# Exercise goal
Can you format the listing below as a two-column CSV with the header "input" and "output"? Give one row for each entry, putting its text in one quoted field and its answer in the other, with any line breaks inside a field turned into spaces.
=====
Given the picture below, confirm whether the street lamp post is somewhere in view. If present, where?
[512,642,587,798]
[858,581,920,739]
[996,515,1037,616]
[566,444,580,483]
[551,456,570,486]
=====
# Response
input,output
"Given the picture below, confirm whether the street lamp post is somewhere in view. If present, where?","[512,642,587,798] [858,581,920,739] [996,515,1037,616] [566,444,580,483] [551,456,570,486]"